_What the exercise asks_
What is needed is an exact copy of the line that contains "Mark every instance of the stone outcrop" and of all later lines to the end of the records below, with no other lines.

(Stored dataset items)
########
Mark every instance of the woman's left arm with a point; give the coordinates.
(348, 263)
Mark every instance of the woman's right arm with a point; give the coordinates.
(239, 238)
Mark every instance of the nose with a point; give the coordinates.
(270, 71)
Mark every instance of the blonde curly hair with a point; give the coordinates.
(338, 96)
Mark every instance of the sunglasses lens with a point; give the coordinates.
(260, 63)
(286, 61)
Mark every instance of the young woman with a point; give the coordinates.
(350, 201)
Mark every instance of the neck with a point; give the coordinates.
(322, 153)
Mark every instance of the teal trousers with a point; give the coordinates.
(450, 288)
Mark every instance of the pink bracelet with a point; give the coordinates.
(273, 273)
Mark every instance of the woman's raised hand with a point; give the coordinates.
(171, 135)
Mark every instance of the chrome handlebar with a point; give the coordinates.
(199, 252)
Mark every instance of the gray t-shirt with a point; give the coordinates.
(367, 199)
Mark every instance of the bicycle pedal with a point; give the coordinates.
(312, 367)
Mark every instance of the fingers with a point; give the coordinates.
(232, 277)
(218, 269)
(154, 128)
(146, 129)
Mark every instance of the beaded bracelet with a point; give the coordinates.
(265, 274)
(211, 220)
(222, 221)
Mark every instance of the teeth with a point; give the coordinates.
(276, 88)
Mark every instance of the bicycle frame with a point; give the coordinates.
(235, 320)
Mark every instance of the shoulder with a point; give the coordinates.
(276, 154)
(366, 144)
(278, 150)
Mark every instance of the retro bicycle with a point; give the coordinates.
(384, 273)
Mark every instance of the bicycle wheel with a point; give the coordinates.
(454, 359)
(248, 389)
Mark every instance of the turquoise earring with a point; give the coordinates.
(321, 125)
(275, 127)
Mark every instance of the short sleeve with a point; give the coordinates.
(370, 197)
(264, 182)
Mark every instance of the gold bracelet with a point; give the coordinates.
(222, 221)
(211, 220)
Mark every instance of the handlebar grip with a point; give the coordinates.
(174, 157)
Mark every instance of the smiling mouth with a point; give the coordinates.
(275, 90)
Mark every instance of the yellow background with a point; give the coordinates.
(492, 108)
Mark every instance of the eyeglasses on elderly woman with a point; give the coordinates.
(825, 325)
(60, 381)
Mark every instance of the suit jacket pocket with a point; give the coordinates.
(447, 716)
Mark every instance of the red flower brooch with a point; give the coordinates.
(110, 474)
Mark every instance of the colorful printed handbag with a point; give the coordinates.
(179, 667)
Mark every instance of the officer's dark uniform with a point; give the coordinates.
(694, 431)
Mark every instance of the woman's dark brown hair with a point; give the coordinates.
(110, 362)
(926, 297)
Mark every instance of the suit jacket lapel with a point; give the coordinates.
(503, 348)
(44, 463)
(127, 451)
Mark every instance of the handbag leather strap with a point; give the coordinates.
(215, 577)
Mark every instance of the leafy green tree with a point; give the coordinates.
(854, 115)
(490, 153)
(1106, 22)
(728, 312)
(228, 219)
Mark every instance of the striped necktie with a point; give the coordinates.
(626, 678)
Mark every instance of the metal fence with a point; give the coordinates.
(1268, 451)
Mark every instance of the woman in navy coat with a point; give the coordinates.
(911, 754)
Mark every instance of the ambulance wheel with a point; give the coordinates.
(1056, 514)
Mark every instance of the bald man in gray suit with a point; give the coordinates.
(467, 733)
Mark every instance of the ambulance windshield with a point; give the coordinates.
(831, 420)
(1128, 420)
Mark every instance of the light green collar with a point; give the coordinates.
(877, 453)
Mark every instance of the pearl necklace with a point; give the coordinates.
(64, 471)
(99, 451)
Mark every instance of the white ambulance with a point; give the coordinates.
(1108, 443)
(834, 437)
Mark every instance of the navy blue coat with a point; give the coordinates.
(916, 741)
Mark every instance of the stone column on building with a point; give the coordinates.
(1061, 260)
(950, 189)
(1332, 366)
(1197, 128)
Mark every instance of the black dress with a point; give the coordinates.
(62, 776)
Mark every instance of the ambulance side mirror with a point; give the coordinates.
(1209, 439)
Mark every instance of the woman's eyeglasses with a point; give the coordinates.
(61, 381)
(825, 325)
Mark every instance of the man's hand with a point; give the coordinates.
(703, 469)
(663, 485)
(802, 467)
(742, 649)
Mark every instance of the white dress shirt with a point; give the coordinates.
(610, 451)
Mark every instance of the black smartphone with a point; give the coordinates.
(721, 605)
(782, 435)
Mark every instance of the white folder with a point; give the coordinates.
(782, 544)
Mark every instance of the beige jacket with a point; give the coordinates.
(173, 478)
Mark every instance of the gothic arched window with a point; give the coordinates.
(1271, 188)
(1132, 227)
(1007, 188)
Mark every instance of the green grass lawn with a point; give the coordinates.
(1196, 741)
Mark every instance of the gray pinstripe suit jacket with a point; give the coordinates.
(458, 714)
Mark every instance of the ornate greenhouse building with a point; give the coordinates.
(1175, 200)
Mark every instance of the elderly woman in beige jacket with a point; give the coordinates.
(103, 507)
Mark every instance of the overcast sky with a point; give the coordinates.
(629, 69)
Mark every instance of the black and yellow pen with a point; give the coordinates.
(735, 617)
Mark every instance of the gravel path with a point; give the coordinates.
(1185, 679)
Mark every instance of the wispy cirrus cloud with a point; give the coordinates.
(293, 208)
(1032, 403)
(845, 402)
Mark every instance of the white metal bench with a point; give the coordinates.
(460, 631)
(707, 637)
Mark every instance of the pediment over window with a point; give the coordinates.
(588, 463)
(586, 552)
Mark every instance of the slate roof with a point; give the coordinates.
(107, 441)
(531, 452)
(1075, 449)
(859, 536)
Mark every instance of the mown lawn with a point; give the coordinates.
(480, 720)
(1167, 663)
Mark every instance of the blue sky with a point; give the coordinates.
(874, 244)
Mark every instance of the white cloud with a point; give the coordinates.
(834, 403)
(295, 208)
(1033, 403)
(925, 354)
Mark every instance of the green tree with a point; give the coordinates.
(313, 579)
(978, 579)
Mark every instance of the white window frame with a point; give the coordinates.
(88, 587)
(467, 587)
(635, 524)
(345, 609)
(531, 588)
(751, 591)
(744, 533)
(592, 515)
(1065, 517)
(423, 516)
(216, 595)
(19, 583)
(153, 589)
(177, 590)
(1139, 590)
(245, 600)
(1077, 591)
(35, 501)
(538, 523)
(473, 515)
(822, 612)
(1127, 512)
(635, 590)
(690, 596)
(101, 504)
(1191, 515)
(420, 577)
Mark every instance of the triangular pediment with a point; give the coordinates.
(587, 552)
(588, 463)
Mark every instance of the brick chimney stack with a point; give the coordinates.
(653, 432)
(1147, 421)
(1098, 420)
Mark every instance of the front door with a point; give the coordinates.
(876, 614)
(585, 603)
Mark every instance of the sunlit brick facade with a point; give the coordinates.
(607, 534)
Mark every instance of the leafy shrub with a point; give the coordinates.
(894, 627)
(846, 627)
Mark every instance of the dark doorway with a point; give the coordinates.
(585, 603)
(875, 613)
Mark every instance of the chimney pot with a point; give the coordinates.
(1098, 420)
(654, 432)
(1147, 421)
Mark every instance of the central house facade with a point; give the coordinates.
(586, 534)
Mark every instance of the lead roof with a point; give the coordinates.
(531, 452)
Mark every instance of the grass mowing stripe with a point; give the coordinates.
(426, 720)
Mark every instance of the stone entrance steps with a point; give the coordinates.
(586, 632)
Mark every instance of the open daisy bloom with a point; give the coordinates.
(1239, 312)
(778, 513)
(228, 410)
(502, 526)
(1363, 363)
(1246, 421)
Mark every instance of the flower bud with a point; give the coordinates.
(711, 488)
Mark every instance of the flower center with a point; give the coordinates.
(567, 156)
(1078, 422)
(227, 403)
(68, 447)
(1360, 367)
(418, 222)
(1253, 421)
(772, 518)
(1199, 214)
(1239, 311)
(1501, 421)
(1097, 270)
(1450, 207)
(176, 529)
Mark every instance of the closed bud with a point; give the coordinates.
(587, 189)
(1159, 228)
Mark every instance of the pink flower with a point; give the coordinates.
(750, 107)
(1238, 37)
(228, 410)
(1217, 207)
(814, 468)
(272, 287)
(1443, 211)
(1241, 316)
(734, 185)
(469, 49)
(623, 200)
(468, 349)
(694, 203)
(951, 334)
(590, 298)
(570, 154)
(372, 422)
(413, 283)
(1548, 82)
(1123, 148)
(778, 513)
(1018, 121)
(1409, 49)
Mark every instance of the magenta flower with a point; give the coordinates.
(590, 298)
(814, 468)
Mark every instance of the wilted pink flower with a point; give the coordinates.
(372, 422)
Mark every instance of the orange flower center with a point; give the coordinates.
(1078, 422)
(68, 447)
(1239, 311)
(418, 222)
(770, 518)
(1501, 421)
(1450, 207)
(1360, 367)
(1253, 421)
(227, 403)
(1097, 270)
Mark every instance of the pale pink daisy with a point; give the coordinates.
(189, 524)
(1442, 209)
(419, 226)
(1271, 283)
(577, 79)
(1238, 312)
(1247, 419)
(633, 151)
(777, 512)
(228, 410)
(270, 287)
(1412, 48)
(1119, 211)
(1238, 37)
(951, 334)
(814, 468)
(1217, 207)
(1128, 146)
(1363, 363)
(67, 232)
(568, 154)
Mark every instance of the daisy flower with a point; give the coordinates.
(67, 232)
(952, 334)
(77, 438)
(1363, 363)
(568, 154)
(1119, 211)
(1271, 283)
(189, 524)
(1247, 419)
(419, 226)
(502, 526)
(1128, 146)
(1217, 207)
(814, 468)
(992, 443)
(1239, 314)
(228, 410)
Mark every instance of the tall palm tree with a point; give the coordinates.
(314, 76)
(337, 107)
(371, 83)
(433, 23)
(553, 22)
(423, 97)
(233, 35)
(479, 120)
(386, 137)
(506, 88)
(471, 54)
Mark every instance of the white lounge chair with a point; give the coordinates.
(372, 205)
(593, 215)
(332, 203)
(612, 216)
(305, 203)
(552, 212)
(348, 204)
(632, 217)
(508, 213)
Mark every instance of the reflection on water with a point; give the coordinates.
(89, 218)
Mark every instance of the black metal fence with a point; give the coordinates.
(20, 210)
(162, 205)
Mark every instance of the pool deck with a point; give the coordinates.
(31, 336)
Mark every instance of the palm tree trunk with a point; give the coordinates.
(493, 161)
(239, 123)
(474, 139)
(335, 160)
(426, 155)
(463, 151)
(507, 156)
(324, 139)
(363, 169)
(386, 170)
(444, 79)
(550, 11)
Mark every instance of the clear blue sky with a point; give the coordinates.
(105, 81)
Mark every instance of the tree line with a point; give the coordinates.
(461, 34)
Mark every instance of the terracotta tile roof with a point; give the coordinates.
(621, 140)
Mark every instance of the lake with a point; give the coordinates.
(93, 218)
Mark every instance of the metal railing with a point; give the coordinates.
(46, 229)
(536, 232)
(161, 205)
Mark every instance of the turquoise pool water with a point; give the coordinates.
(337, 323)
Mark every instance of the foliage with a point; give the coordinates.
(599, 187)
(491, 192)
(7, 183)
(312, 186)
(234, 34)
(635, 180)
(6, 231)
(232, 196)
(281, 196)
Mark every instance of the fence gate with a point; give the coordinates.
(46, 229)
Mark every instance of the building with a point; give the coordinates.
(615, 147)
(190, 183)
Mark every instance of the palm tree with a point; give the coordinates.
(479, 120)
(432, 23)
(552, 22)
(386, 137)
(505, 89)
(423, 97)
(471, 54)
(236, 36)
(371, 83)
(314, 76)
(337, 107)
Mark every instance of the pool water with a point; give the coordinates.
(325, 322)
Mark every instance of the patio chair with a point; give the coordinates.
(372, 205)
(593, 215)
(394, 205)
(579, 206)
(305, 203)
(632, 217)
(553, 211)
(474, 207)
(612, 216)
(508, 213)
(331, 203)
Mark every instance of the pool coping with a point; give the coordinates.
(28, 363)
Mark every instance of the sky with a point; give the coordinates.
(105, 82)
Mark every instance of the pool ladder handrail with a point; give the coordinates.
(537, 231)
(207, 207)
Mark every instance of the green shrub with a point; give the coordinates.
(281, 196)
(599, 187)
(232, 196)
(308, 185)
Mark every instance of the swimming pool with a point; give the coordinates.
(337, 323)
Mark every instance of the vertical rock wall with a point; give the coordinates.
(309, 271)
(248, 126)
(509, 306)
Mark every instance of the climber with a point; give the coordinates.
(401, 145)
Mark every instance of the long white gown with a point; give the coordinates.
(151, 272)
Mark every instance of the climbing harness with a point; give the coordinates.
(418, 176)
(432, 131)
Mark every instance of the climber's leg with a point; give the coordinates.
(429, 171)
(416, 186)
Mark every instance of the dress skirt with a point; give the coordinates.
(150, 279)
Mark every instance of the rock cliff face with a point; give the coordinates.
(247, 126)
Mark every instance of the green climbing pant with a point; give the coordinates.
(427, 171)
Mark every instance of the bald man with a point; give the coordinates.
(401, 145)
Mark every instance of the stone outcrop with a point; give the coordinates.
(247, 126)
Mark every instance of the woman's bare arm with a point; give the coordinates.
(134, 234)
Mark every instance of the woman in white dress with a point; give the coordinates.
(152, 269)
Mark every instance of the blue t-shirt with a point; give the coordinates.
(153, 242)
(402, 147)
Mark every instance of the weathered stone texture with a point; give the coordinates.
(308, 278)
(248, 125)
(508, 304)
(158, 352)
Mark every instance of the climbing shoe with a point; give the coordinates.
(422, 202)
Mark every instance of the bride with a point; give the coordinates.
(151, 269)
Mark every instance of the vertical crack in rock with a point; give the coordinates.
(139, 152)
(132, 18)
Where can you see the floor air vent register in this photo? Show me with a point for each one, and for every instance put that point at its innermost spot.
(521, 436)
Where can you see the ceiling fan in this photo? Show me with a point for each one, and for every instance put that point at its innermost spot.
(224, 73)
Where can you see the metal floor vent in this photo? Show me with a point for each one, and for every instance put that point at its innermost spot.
########
_Solution for this exercise_
Mark every instance of the stone outcrop with a point; give the coordinates.
(247, 126)
Mark every instance of the woman's bare arm with a point; give the coordinates.
(134, 234)
Mark every instance of the woman in white dress with a point; give the coordinates.
(152, 269)
Mark every instance of the blue t-shirt with a point; give the coordinates.
(153, 242)
(402, 147)
Mark every instance of the weathered stone texture with a point; give the coordinates.
(308, 278)
(248, 125)
(508, 304)
(158, 352)
Mark every instance of the climbing shoe with a point; give the coordinates.
(422, 202)
Mark every instance of the bride with a point; give the coordinates.
(151, 269)
Mark every instance of the vertical crack in rock with a point; give the coordinates.
(139, 152)
(132, 18)
Where can you see the floor air vent register in this photo? Show me with a point for each one, and for every instance put that point at its innermost spot.
(521, 436)
Where can you see the ceiling fan in this photo? Show me with a point for each one, and for every instance put that point at its innermost spot.
(224, 73)
Where can you see the metal floor vent in this photo? Show me with a point for each one, and for every instance put that point at its innermost spot.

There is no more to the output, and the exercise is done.